- _Passage_:
start

But the 87-year-old multi-instrumentalist is still able to play the flute — the instrument that started his music career at the age of nine.
Burrows retired to the Victorian town of Paynesville before suffering a stroke in 2013, which left him paralysed down one side.
Photo: Don Burrows, aged 50. (Supplied)
His ability to continue to play music has amazed his doctors and fellow musicians.
"He remembers the tunes, and this seems not to be affected by the dementia," Burrows' general practitioner Dr George Foldes told Australian Story.
"It's a routine that he has continued all his life, and he's fortunate to have that as the cornerstone of his being."
Jazz musician James Morrison, who was mentored by Burrows from the age of 16, vividly remembered the moment his old friend picked up his instrument, about two months after the stroke.
"It was like a switch flicked, and suddenly he was Don Burrows again, he was playing just like he always did," Morrison said.

end

- _Brief_:
Answer these questions from the passage on Don Burrows.
(a) At what age did the flute start Burrows's music career?
(b) In what year did Burrows suffer a stroke?
(c) How old was James Morrison when Burrows began mentoring him?

A set of records:
start

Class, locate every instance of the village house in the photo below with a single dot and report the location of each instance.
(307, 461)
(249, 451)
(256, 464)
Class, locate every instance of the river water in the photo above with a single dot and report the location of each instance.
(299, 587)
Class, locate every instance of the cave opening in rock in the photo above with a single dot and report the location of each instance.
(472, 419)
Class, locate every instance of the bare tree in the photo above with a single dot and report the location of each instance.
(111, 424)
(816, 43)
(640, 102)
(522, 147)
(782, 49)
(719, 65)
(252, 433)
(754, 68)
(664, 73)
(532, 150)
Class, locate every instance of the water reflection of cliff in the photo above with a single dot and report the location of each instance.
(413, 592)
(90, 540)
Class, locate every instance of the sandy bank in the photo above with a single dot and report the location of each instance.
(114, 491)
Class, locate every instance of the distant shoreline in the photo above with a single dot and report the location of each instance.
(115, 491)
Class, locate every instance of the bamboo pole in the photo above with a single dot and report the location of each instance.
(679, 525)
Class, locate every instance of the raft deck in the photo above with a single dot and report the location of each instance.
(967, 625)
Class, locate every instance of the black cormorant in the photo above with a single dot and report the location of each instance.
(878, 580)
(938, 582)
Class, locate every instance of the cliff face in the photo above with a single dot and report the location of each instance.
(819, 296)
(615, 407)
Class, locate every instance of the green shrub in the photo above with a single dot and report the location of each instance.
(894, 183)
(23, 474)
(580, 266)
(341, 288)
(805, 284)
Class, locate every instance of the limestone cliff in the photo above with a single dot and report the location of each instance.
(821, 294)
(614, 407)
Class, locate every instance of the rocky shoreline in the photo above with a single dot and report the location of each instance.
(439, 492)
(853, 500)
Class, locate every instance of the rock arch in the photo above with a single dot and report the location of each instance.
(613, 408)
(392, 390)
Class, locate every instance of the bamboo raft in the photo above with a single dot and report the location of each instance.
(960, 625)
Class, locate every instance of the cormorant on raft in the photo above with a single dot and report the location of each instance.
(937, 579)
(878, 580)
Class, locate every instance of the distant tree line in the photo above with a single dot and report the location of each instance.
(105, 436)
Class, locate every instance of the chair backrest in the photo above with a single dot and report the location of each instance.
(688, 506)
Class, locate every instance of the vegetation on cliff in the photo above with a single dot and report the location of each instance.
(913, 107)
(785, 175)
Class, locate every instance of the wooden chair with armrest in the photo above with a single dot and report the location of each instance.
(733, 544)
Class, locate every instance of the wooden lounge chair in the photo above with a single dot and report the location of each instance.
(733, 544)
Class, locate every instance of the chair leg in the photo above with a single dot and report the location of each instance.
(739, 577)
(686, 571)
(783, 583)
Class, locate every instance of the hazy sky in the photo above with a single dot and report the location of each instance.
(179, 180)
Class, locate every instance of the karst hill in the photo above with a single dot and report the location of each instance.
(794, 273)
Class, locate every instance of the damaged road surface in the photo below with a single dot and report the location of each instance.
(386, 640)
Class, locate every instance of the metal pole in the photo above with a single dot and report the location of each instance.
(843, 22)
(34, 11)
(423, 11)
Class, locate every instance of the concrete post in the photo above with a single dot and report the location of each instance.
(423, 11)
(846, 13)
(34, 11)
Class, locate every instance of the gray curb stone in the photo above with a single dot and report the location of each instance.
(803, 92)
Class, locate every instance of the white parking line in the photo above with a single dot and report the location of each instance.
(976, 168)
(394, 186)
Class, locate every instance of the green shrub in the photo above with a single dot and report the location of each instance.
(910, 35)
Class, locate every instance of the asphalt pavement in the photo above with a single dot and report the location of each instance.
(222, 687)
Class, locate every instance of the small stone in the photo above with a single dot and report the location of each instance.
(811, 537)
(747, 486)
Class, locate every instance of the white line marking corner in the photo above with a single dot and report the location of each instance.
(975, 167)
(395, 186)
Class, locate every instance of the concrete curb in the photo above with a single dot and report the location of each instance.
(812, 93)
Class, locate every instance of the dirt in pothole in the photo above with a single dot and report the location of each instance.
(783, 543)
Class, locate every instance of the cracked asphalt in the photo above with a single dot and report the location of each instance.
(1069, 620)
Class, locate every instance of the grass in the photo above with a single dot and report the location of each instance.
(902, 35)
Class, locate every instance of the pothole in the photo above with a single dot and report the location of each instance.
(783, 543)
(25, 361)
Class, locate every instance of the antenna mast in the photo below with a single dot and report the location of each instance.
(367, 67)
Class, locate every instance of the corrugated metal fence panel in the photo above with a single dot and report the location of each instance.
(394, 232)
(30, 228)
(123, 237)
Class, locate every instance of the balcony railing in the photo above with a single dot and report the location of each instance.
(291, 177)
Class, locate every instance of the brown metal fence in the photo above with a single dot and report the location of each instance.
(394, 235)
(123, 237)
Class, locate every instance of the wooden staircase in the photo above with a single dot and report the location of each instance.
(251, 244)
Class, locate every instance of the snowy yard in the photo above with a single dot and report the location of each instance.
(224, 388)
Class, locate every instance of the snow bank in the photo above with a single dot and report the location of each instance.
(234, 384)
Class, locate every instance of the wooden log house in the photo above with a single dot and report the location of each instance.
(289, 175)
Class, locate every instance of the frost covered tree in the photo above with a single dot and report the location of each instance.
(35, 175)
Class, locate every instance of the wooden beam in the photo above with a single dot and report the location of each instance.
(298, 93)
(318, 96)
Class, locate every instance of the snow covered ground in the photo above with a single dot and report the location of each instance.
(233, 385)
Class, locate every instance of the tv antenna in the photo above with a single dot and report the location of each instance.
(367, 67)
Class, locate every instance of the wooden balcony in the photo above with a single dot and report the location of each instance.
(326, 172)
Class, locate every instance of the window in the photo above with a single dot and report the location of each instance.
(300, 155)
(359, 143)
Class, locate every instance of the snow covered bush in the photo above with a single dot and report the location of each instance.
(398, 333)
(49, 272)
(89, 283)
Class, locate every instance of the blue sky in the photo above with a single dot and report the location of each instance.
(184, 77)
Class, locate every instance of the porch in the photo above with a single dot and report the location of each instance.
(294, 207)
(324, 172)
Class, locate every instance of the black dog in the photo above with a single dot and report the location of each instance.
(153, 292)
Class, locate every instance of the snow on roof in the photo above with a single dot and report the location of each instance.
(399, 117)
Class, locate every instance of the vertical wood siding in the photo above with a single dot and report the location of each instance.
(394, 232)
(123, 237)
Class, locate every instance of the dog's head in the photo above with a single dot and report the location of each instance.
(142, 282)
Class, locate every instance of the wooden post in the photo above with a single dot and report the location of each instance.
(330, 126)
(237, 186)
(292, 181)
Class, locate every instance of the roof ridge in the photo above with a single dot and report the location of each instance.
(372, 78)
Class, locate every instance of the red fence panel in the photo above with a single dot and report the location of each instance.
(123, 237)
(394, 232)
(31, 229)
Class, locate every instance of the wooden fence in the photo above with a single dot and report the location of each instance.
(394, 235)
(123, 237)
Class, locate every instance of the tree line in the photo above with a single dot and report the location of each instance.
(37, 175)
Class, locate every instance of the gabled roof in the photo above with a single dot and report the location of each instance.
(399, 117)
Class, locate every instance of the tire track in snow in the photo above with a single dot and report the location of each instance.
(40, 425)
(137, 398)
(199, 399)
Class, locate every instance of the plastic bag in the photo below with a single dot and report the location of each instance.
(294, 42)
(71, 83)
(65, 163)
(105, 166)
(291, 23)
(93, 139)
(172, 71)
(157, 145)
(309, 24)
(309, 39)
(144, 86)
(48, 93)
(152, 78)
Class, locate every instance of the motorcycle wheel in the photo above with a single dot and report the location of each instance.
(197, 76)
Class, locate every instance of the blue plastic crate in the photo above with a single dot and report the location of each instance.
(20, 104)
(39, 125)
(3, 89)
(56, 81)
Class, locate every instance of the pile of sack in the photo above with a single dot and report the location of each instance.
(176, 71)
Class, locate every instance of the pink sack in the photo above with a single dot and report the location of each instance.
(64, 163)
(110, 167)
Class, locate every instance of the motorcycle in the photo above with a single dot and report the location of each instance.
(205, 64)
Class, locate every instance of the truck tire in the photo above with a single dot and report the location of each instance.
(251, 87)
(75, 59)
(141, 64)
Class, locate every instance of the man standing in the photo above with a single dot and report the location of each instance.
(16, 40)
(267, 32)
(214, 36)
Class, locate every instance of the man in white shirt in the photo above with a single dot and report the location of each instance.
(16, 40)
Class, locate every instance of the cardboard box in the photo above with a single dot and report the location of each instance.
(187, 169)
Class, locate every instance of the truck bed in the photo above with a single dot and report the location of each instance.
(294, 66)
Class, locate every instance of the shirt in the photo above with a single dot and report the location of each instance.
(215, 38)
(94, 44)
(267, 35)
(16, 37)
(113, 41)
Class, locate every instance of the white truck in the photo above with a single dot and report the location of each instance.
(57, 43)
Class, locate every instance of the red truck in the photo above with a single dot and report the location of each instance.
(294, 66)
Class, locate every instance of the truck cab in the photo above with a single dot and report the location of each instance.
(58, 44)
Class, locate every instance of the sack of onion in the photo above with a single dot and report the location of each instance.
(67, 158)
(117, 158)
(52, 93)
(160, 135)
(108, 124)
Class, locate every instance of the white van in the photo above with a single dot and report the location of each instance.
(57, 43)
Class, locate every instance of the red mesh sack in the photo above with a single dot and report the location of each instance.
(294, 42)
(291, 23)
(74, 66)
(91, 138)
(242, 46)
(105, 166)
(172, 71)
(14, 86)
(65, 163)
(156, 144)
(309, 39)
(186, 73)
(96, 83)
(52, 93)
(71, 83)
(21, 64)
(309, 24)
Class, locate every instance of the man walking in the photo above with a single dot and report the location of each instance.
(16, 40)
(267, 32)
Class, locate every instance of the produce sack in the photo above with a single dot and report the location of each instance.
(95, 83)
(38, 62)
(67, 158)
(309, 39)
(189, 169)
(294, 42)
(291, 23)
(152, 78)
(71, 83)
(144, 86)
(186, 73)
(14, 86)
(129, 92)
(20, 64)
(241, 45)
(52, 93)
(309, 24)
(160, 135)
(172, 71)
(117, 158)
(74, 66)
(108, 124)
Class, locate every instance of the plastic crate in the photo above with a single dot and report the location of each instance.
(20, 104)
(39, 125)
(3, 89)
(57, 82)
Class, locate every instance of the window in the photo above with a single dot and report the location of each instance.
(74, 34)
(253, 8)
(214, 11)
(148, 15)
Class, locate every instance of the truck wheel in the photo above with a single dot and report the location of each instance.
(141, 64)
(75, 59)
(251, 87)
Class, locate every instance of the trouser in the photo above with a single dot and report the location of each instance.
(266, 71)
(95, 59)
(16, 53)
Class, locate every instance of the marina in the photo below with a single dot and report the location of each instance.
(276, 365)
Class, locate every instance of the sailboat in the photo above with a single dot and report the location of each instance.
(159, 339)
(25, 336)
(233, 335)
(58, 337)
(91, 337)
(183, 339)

end

- _Task response_:
(a) Nine
(b) 2013
(c) 16